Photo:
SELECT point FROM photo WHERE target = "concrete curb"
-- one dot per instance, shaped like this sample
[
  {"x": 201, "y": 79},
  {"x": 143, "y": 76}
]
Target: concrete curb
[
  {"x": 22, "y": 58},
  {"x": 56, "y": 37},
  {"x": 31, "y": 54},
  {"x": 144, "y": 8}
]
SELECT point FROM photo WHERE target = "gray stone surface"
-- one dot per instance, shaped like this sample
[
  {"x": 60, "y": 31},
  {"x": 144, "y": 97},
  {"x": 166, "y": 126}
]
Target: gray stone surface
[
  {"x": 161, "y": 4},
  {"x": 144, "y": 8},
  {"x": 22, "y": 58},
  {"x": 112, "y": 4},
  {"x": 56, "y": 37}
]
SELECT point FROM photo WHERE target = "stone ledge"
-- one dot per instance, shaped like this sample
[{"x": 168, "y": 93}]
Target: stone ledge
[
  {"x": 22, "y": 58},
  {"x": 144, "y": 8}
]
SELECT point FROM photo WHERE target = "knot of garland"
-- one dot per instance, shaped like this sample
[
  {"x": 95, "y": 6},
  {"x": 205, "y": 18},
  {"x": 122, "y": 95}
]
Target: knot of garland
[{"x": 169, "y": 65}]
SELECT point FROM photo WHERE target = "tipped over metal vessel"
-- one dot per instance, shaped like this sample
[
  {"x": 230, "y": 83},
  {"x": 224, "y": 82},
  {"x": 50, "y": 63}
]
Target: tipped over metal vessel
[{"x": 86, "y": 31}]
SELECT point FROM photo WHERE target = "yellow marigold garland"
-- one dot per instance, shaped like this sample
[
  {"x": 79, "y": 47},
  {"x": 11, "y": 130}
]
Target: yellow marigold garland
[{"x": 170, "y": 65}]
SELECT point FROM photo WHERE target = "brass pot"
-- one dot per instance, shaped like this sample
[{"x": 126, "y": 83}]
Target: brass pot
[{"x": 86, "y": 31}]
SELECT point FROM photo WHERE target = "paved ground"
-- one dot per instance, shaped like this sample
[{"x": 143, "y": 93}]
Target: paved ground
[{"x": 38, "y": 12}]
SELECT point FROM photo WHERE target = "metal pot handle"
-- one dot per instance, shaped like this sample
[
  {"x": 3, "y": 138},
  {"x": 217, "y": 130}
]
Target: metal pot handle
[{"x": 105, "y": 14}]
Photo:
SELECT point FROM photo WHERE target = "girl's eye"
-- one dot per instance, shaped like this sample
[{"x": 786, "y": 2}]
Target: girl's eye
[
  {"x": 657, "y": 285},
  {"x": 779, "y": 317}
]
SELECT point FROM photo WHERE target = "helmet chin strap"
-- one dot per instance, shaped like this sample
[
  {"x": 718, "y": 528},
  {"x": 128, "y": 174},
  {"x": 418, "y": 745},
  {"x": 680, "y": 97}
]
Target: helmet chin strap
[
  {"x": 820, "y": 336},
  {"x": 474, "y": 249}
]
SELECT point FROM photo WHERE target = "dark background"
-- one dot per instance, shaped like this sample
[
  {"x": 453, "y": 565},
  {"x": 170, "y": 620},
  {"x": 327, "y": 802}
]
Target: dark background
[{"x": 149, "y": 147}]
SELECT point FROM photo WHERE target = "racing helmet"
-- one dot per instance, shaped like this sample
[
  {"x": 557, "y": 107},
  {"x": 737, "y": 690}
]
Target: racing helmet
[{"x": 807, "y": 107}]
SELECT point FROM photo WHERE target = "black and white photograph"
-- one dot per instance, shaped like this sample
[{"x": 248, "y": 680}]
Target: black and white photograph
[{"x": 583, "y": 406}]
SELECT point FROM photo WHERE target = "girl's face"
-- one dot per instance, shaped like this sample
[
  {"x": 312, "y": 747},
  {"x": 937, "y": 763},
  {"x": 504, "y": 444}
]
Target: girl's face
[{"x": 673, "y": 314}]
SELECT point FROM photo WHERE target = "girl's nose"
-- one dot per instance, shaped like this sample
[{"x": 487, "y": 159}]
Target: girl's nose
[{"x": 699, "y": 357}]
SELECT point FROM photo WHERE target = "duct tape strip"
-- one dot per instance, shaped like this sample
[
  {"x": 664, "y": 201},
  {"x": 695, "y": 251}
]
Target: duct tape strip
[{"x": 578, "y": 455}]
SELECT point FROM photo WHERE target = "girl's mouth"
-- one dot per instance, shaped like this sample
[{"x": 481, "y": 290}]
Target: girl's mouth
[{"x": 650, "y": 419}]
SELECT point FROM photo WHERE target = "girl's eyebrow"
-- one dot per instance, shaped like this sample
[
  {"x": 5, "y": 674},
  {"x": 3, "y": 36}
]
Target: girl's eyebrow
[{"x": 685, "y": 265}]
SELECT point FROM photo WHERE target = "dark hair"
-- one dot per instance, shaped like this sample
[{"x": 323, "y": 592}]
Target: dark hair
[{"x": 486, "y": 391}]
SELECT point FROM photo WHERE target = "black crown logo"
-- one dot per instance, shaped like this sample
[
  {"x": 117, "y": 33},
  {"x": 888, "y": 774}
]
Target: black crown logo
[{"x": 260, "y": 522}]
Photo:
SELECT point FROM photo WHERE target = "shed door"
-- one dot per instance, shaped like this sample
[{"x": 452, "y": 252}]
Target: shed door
########################################
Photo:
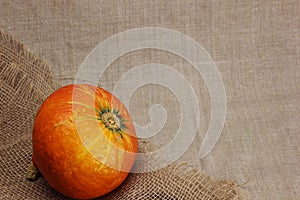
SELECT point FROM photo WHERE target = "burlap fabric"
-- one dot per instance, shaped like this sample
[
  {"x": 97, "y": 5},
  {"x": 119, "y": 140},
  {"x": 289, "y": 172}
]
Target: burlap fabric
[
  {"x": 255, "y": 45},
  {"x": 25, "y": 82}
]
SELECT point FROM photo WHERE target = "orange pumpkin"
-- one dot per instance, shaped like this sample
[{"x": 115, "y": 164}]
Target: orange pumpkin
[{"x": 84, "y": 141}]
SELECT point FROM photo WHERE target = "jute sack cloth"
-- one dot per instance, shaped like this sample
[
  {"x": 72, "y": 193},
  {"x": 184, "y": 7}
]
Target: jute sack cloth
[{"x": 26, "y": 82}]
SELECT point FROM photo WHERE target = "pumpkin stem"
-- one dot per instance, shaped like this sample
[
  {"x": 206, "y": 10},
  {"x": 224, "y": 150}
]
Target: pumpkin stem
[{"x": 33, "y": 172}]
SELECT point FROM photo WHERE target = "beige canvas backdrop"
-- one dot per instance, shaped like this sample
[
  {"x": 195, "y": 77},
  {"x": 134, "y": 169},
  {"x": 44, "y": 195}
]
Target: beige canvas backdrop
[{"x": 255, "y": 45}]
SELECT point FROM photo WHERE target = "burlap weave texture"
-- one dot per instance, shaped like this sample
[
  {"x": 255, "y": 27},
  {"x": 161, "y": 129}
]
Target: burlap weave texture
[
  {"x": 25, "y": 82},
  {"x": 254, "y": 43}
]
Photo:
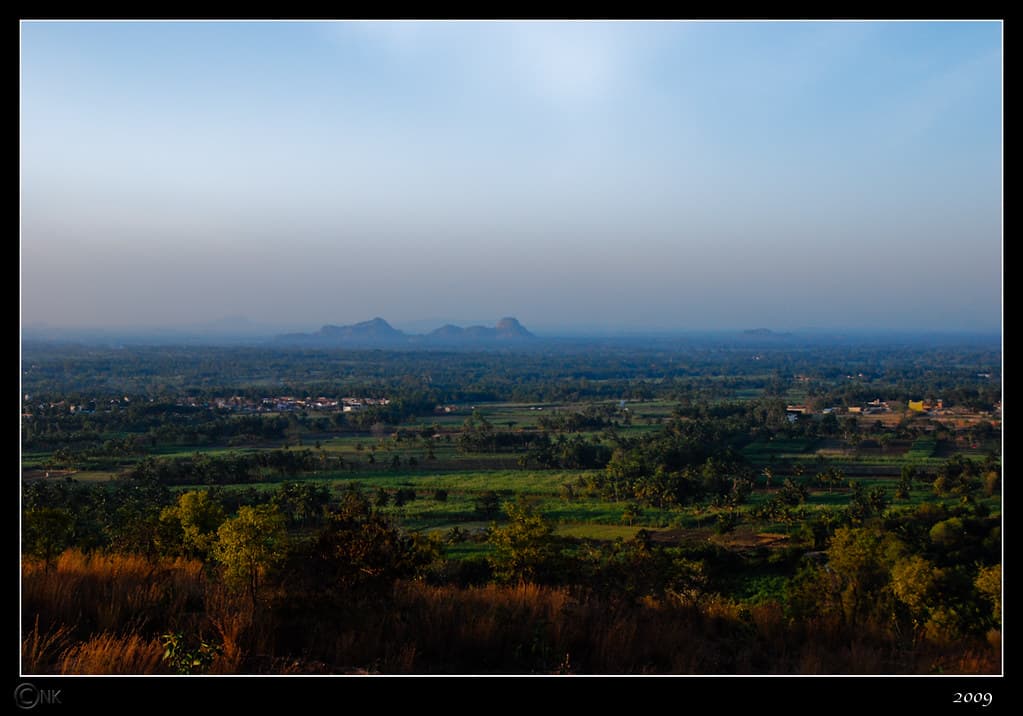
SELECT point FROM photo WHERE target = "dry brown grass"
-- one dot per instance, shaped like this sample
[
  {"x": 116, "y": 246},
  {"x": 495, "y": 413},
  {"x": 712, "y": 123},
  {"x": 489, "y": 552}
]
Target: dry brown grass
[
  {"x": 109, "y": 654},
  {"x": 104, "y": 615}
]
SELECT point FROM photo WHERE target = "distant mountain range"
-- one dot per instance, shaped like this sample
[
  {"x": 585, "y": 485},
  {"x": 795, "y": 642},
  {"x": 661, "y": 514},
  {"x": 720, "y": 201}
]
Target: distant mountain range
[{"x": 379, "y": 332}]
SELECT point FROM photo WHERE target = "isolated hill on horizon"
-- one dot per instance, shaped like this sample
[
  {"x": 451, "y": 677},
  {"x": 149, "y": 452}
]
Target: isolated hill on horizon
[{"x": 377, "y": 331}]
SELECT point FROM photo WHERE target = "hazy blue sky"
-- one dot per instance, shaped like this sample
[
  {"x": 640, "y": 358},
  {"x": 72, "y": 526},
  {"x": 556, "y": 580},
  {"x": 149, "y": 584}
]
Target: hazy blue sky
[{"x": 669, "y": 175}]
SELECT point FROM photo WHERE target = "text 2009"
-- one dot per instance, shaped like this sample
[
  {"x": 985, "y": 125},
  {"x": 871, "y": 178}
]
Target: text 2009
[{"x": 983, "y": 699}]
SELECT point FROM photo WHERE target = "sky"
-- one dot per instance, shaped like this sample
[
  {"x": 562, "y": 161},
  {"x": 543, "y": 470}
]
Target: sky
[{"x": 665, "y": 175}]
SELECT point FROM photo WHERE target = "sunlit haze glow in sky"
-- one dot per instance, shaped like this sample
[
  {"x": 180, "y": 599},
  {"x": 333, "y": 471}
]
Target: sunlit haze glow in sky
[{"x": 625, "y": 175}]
########################################
Stated problem
Pull out every line of the material above that contains the word "orange", matching case exactly.

Full response
SELECT point FROM photo WHERE target = "orange pumpkin"
Target: orange pumpkin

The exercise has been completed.